▸ **TEXT SECTION**
----

As of Wednesday, the Army Corps of Engineers reports the lake’s elevation at 551.76 feet msl (normal conservation pool: September-April 552.00 feet msl; April-September, 554.00 feet msl).

(updated 9-26-2018) Lou Gabric at Hummingbird Hideaway Resort said there have been a few changes in fishing on Norfork Lake since his last report. First of all, the surface water temperature has dropped to 79 degrees at sunrise but increases slightly during the daylight hours. Secondly, the thermocline is dropping very slowly and currently sits in the 35-40 foot range. The drop in the thermocline at the end of summer is very common. Thirdly, the bigger bass are finally starting to come out of their deep water summer pattern and are feeding in shallower water early in the morning.
Lou says Norfork Lake's walleye bite continues to be outstanding. There have been several methods of fishing for this species at amazingly different depths. Near the dam you can catch walleye in 80 feet of water, plus or minus 10 feet. The fish are lying on the bottom or very close to it. Live bait and vertical jigging with a spoon are both working well. If you are vertical jigging with a spoon you don't need to work the bait fast. Drop it to the bottom, then lift the bait 3 to 4 feet off the bottom by raising your rod, then let it fall back to the bottom. Repeat until your bait gets real heavy then reel in your fish. A third method that is also catching a few walleye is trolling swim baits with down riggers. This deep water bite for walleye will not last much longer so you better get on the lake and catch a few. The second location is in shallower water 30 - 35 feet, again on the bottom or close to it. This morning (9/25) I found several nice walleye off of a shallow sloping bank out in the main lake area. The walleye are starting to move onto the flats at approximately 32 feet of water level. I caught my walleye by moving slowly with my trolling motor and stayed in 30-35 foot range. I kept bouncing my half-ounce spoon off of the bottom. You can also troll slowly with a crawler harness with a bottom bouncing weight. It is amazing how many walleye there are in Norfork Lake.

----

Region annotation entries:

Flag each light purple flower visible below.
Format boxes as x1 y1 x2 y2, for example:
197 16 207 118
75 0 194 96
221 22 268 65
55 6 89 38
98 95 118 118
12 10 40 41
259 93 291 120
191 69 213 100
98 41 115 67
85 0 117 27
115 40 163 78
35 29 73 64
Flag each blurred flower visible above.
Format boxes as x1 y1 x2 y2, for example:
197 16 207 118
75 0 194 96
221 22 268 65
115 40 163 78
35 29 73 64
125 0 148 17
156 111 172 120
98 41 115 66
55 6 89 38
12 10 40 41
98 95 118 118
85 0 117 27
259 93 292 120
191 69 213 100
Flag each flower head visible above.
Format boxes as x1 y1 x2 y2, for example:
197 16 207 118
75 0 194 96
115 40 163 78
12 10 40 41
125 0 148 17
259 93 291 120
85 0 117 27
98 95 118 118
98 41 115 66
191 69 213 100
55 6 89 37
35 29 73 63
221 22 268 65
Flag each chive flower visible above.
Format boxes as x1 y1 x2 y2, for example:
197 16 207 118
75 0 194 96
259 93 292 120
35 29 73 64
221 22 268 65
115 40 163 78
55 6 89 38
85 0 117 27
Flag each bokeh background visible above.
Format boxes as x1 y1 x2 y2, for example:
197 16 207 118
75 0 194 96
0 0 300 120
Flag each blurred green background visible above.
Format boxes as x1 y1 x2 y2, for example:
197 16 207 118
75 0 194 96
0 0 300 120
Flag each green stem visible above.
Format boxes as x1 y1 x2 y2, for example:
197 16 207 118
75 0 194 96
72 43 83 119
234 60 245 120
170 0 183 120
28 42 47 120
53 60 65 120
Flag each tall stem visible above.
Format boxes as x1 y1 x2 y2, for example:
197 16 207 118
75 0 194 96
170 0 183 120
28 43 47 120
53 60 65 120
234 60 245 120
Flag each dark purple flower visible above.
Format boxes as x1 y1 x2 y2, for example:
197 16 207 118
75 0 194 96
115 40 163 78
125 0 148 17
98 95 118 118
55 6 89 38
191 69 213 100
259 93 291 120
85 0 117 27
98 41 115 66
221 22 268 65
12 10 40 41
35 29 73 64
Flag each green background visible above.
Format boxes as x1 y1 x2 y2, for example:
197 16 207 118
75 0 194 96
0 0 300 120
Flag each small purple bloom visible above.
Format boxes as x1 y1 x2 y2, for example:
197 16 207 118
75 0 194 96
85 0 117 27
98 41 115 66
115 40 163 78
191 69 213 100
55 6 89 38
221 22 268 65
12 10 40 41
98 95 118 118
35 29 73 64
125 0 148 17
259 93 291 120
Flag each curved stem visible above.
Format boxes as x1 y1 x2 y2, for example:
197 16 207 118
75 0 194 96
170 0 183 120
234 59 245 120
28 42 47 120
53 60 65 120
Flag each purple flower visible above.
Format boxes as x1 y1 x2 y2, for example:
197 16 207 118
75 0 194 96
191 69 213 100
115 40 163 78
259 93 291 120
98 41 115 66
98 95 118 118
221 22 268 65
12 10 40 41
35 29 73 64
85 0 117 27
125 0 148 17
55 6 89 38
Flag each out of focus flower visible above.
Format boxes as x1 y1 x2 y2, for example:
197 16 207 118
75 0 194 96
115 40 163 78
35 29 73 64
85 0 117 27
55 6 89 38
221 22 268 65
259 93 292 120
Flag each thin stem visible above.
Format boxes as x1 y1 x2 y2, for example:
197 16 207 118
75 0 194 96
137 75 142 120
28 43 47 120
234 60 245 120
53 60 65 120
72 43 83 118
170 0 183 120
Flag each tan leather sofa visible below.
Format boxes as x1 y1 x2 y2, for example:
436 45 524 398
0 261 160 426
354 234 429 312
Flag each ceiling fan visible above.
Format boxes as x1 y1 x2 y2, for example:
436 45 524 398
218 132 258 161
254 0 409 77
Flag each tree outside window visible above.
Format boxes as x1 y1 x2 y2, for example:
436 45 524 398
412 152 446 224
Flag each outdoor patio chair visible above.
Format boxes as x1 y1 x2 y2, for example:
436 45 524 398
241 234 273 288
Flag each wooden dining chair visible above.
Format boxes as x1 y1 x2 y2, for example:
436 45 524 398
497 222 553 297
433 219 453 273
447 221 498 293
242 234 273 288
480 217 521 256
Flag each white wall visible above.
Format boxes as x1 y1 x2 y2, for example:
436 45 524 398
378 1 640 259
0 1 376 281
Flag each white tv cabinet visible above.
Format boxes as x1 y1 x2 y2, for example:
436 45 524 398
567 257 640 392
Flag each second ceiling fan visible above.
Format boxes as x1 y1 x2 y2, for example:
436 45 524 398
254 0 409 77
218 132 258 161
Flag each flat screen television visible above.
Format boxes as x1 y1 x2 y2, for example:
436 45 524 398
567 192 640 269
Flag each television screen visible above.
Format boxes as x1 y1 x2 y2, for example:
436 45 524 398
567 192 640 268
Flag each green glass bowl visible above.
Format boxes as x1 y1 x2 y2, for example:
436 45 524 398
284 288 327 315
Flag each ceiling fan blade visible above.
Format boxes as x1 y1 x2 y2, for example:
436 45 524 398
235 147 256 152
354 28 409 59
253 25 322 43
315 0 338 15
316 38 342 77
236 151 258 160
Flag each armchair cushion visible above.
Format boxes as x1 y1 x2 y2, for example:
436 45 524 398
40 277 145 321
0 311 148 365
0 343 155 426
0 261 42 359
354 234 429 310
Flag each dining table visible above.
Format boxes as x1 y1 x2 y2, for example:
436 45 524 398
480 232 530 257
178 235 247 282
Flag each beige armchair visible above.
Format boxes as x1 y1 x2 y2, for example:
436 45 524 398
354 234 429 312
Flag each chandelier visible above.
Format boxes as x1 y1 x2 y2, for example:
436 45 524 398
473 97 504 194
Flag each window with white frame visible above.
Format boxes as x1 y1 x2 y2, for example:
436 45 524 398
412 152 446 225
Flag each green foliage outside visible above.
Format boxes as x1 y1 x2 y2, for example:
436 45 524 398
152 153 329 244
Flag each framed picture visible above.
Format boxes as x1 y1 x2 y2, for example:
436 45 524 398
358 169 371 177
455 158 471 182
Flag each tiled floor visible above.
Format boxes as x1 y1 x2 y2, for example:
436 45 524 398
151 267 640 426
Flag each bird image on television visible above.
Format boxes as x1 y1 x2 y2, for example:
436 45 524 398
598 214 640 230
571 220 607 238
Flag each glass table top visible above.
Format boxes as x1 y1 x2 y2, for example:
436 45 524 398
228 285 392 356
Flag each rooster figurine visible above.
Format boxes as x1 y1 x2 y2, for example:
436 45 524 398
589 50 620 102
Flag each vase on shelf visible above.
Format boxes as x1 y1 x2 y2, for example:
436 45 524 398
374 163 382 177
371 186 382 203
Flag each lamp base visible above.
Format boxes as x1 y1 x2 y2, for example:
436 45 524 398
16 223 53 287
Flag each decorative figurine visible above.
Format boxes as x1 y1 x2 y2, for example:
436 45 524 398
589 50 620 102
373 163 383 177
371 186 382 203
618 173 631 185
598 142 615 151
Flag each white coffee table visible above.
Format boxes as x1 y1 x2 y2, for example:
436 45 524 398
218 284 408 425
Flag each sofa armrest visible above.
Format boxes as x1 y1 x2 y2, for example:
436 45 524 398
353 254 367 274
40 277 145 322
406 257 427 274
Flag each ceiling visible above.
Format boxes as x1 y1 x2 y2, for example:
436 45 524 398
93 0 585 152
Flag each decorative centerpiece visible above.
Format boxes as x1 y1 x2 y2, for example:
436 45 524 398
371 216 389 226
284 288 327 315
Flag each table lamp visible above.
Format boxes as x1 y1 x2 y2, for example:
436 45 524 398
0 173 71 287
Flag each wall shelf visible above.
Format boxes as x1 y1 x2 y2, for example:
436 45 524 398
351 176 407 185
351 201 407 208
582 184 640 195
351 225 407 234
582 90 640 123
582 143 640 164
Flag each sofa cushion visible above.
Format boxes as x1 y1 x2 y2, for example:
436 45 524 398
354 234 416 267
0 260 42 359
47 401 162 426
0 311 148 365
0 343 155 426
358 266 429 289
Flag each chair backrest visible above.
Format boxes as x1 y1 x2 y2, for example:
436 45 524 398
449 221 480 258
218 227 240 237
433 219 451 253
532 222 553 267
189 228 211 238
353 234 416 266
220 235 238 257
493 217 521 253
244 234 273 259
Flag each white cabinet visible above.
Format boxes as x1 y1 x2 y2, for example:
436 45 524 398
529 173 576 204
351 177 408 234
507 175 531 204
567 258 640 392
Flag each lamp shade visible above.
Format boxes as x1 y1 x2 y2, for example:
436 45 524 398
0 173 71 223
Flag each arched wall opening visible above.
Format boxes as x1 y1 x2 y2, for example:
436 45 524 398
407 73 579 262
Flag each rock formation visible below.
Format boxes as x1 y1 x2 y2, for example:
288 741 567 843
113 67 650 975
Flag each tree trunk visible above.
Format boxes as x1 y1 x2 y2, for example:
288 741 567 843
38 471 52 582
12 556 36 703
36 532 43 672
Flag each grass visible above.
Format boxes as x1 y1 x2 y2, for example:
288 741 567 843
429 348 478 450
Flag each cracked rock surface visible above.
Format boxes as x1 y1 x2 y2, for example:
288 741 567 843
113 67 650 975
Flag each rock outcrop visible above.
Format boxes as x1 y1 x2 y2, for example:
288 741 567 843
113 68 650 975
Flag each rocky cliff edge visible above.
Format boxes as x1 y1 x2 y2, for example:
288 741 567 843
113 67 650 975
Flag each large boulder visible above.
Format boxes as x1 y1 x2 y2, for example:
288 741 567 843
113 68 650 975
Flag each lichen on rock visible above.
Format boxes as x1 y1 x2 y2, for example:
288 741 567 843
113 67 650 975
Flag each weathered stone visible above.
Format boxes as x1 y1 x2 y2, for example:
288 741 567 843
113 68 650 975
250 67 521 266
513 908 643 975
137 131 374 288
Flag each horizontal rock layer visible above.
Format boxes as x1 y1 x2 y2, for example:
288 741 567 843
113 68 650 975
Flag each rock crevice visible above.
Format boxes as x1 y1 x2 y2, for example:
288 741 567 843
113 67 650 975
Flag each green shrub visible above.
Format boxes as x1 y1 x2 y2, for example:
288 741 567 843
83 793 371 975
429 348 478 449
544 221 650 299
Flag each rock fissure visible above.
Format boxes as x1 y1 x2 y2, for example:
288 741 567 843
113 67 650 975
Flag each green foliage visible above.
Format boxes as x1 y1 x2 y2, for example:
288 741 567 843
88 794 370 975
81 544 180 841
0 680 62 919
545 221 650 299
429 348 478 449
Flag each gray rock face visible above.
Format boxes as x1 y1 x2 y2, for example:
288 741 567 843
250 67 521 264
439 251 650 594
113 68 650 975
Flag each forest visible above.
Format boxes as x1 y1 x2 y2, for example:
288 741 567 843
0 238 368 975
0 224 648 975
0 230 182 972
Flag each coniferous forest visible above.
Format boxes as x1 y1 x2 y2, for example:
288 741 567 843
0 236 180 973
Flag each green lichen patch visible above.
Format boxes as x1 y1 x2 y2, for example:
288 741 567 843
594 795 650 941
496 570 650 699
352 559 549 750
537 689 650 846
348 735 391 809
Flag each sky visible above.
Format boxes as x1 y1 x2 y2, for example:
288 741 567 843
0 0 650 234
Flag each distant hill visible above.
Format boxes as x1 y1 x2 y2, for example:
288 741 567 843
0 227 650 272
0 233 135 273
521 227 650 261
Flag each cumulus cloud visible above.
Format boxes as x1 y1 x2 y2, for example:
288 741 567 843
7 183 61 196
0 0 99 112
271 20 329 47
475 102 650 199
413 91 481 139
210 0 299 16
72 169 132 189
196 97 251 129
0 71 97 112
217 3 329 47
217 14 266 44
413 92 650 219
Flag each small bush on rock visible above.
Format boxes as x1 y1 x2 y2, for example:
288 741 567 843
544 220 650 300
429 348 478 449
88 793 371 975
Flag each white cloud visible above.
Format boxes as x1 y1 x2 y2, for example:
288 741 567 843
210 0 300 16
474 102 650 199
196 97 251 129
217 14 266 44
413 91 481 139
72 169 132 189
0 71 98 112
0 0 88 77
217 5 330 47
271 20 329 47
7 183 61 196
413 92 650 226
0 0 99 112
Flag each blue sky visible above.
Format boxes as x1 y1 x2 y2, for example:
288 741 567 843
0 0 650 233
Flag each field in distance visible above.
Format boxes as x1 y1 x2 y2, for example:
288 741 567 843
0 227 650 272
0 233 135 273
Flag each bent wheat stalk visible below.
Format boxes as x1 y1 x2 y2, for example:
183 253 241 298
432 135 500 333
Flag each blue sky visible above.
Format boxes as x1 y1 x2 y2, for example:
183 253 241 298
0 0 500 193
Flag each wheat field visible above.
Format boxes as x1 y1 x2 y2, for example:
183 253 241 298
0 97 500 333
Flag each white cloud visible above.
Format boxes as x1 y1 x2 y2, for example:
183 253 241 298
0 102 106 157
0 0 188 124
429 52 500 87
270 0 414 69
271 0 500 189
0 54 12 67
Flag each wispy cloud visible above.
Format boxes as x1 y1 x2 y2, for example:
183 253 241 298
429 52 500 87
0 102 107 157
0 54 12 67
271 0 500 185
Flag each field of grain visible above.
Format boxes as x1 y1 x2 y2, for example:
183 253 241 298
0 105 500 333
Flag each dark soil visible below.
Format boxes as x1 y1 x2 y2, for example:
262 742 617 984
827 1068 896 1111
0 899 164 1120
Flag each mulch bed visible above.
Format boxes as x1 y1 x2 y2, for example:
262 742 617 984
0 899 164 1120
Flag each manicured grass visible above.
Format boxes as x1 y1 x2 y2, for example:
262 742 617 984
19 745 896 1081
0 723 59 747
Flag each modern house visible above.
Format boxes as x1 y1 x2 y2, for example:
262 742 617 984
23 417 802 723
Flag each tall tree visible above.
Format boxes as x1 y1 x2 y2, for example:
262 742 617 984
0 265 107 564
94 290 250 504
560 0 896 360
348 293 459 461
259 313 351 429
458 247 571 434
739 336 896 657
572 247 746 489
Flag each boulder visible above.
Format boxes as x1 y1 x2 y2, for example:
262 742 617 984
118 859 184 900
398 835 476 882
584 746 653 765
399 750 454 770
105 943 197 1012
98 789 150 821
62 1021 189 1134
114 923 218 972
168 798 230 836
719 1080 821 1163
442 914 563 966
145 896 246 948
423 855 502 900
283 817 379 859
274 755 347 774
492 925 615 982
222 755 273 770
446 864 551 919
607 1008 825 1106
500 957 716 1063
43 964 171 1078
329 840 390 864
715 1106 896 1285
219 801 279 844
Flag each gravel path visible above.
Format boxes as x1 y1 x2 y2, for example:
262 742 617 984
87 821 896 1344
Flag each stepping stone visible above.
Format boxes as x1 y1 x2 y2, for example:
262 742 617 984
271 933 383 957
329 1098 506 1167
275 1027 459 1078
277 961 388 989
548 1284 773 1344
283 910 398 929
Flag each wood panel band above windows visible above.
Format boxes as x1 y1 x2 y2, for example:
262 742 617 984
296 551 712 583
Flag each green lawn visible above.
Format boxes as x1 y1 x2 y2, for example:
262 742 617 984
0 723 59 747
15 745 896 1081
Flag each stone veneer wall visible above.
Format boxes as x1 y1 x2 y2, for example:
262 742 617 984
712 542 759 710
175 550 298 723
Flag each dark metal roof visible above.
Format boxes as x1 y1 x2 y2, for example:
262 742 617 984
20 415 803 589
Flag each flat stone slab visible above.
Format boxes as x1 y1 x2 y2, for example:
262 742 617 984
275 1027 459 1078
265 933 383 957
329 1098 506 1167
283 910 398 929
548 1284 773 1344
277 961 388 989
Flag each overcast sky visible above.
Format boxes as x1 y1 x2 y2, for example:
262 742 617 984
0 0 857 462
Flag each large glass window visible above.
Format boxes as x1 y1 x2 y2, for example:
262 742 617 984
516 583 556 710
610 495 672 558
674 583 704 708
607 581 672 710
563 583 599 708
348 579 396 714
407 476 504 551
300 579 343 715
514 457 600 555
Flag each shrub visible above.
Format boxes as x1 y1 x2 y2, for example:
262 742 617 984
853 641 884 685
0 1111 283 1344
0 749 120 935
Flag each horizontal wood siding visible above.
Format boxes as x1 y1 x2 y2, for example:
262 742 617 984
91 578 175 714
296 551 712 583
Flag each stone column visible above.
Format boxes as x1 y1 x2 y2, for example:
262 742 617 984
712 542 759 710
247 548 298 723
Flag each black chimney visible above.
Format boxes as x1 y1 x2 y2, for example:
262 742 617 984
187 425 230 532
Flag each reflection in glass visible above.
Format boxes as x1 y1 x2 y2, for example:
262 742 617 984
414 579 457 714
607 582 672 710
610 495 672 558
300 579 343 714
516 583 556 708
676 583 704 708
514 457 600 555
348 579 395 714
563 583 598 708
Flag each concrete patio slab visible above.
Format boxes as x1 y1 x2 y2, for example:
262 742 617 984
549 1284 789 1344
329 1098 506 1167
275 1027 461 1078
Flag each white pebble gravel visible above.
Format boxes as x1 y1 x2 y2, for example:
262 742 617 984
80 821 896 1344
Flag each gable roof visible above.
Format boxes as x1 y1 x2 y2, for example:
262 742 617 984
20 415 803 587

----

▸ **REQUIRED TASK**
Answer these questions about the Norfork Lake fishing report, one per line:
1. What elevation does the Army Corps of Engineers report for the lake as of Wednesday?
2. In what depth range does the thermocline currently sit?
3. Near the dam, in how much water can walleye be caught?
Please rely on the text alone, not the rows.

▸ **RESPONSE**
1. 551.76 feet msl
2. 35-40 feet
3. 80 feet, plus or minus 10 feet